Trascrivi senza alcuna modifica il passo dell'articolo sulla strage di Capaci che va da "25 anni cominciano" fino a "protagonisti, genera oblio." incluso.

TESTO DELLA PAGINA
------------------------------------

Ricorre oggi il 25esimo anniversario della strage di Capaci in cui furono trucidati Giovanni Falcone, la moglie Francesca Morvillo e tre uomini della sua scorta.
25 anni cominciano ad essere tanti per rendere vivo il ricordo di avvenimenti a cui una buona fetta della popolazione italiana non ha partecipato, per il semplice fatto che non era nata. E ciò è proprio quello che ogni anno colpisce di più quando si apre il portellone della nave che porta migliaia di bambini di tutta Italia che vanno prima all’aula bunker e poi all'”albero Falcone” in Via Notarbartolo per ricordare quel tragico 23 maggio del 1992.
Eppure questo rimane di anno in anno il problema più importante perché il venir meno dei testimoni, di qualunque evento siano stati protagonisti, genera oblio.
A questo oblio fanno fronte le numerose cerimonie di ricordo e commemorazione che come sempre, anche quest’anno, terranno vivo non solo il sacrificio di quelle cinque persone, ma anche l’impegno dei tanti, tantissimi che in vario modo hanno raccolto il loro messaggio e trasmesso la loro testimonianza.
Questa circostanza è anche occasione per la pubblicazione di qualche novità editoriale che in vario modo e da svariati punti di vista contribuisce ogni volta a raccontare non solo quei fatti, ma soprattutto a ricordare quegli uomini che ne furono protagonisti.
Quest’anno merita attenzione Giovanni Falcone: le idee restano (San Paolo) presentato a Palermo domenica sera, con una duplice firma: quella di Maria Falcone, colei che più di tutti ha raccolto la fiaccola lasciata accesa dal fratello Giovanni, e quella di Monica Mondo, giornalista nota soprattutto al pubblico televisivo, per la sua attività a Tv2000.
Un libro che non ha in animo di svelare alcun segreto processuale, ma di far conoscere un Giovanni Falcone nel suo spessore più familiare e umano. Il racconto da parte della sorella Maria del fratello più piccolo, quello su cui si appuntavano i progetti della famiglia e quello che dalla famiglia ha tratto i lati più salienti del suo carattere, noto all’opinione pubblica solo quando è divenuto un “personaggio famoso”.

------------------------------------

ELENCO
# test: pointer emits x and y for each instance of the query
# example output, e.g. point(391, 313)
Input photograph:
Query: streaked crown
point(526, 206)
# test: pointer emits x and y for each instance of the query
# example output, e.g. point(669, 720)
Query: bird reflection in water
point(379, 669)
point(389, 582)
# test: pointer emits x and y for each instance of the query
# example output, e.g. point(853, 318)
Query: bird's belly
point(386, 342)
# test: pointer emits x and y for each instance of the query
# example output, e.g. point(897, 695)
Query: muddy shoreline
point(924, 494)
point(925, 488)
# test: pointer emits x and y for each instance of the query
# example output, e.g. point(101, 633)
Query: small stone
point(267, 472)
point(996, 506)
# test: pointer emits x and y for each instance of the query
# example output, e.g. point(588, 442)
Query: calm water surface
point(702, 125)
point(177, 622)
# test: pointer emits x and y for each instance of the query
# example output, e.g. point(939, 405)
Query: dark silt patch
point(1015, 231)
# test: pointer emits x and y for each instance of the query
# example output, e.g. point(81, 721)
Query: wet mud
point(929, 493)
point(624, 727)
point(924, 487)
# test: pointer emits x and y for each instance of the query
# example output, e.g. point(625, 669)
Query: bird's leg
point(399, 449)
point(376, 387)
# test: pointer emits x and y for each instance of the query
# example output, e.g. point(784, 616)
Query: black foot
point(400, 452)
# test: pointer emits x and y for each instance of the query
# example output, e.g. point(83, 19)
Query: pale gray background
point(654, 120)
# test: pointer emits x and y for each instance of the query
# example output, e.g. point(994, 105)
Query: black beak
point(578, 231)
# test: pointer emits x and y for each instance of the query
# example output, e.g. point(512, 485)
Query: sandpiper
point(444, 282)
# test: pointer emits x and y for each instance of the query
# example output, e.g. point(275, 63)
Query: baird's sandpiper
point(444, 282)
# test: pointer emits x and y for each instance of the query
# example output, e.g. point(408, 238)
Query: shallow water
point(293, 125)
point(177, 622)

------------------------------------

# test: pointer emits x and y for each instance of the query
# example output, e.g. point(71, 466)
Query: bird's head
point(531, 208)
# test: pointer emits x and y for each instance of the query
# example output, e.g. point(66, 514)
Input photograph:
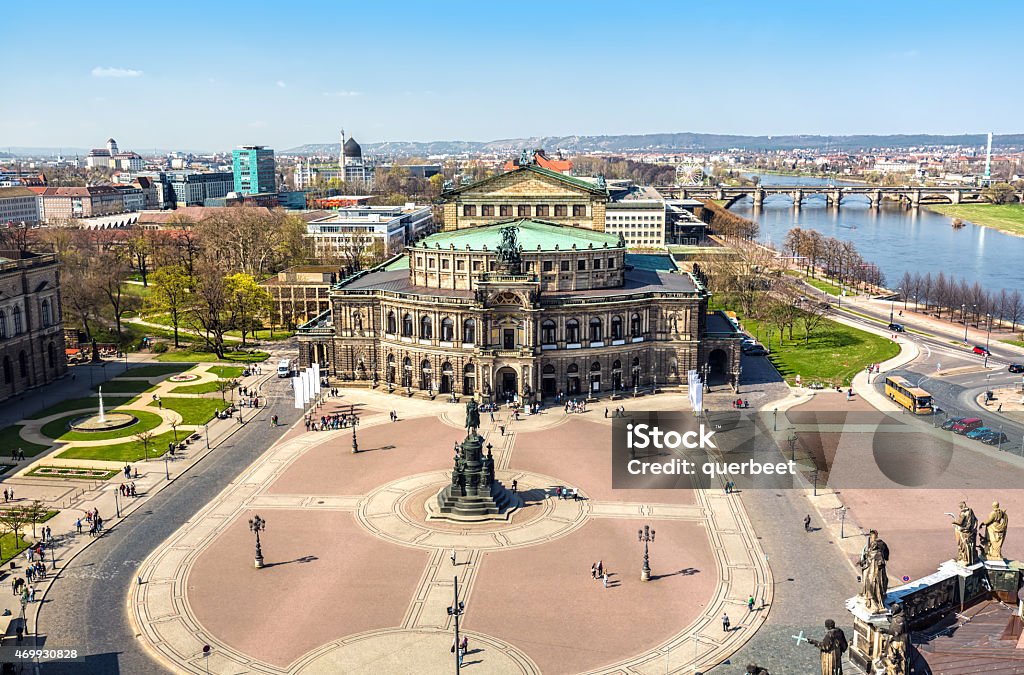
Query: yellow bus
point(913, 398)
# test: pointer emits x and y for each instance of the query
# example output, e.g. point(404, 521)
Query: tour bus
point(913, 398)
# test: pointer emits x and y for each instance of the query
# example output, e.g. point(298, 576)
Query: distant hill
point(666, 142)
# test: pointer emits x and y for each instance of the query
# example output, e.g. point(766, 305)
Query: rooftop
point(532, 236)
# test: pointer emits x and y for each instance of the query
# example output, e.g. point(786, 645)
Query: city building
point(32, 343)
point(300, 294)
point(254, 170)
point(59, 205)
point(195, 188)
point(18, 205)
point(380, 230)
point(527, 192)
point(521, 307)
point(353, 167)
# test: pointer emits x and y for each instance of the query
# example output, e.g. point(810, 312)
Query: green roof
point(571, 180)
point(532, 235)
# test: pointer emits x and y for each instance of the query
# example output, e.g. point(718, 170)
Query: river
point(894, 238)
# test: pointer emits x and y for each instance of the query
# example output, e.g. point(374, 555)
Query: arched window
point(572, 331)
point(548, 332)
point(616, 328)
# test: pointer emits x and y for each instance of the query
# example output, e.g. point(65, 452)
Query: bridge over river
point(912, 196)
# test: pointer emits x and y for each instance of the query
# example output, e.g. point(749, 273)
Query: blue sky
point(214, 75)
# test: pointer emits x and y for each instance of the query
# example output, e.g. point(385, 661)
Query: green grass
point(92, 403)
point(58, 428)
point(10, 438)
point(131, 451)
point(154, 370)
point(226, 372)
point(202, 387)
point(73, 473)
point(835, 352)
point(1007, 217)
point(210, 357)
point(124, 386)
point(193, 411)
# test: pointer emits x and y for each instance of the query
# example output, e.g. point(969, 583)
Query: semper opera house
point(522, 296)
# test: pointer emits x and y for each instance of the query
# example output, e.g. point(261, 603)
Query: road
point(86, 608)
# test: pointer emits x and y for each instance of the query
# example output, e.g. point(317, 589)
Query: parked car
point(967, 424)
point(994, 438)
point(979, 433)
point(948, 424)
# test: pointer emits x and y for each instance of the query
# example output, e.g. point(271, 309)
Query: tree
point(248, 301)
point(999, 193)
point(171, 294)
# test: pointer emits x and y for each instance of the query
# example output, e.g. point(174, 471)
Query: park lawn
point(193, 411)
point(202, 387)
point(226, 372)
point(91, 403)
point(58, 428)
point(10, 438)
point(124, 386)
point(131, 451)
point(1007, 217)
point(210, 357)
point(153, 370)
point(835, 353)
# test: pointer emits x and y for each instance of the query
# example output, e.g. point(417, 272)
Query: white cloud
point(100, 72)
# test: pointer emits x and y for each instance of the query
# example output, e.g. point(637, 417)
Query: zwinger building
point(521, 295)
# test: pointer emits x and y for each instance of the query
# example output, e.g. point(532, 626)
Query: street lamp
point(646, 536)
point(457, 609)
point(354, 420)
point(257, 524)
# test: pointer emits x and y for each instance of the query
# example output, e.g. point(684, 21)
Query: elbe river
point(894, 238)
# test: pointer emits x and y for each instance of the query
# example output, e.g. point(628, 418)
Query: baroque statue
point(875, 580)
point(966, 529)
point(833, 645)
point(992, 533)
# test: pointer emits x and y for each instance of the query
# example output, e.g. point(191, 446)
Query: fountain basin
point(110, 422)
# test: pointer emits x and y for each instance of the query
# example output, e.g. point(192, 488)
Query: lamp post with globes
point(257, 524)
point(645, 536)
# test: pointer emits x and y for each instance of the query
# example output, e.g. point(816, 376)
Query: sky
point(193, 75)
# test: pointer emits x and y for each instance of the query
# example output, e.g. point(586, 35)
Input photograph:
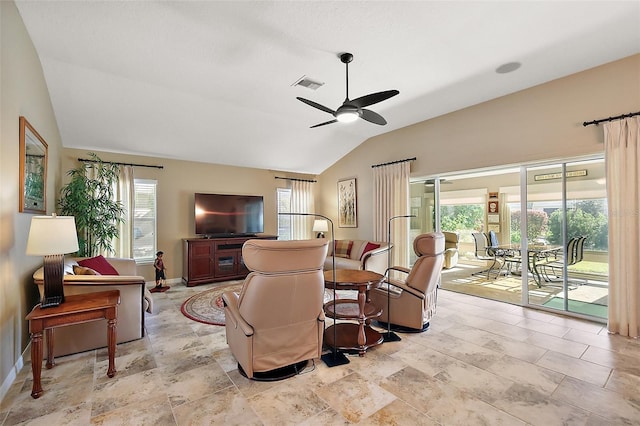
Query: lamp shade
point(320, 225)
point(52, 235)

------------------------------------

SOLUZIONE DEL PROBLEMA
25 anni cominciano ad essere tanti per rendere vivo il ricordo di avvenimenti a cui una buona fetta della popolazione italiana non ha partecipato, per il semplice fatto che non era nata. E ciò è proprio quello che ogni anno colpisce di più quando si apre il portellone della nave che porta migliaia di bambini di tutta Italia che vanno prima all’aula bunker e poi all'”albero Falcone” in Via Notarbartolo per ricordare quel tragico 23 maggio del 1992.
Eppure questo rimane di anno in anno il problema più importante perché il venir meno dei testimoni, di qualunque evento siano stati protagonisti, genera oblio.